▶ [Do this]: Render every line of the records below as a numbered list, omitting any blank lines.
+++ Material provided +++
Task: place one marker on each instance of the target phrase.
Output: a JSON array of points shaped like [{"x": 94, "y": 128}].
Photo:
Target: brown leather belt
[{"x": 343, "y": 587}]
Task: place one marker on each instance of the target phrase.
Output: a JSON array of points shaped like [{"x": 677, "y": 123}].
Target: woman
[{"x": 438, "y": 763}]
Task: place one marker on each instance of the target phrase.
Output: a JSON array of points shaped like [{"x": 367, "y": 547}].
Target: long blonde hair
+++
▶ [Output of the task]:
1. Task: place one marker on each instance of the target phrase.
2. Output: a JSON array of points shaped like [{"x": 94, "y": 128}].
3. Photo:
4. Target: brown leather belt
5. [{"x": 343, "y": 587}]
6. Task: place one marker on each instance of the target phrase.
7. Output: a JSON array of points shaped like [{"x": 677, "y": 123}].
8. Target: woman
9. [{"x": 438, "y": 763}]
10. Task: place one marker on each instance of the target phrase.
11. Output: a JSON array of points shaped like [{"x": 367, "y": 547}].
12. Target: long blonde hair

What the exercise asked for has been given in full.